## Short task
Rewrite the rows below with "thickest part" changed to "widest part" wherever it occurs. Keep every other part the same.

(Position annotation rows)
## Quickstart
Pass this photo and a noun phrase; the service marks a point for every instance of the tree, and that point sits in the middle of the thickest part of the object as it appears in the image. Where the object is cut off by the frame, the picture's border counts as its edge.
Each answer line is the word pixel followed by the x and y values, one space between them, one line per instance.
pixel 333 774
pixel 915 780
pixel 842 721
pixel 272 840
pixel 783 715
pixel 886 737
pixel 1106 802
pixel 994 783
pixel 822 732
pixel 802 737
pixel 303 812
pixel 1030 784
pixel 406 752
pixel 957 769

## Solution
## Quickstart
Pass this photo and a noun phrase; the service marks a point for every instance of the tree, and that point sits in the middle of the widest part of the object as it appears in the image. Where the object is cut off by the frame, the picture's border counts as its edge.
Each answer line is the word pixel followed by the x and y values, one space between them, one line per instance.
pixel 333 774
pixel 915 780
pixel 842 721
pixel 272 840
pixel 783 715
pixel 886 737
pixel 1106 802
pixel 994 783
pixel 822 732
pixel 802 737
pixel 303 812
pixel 1030 784
pixel 406 752
pixel 957 769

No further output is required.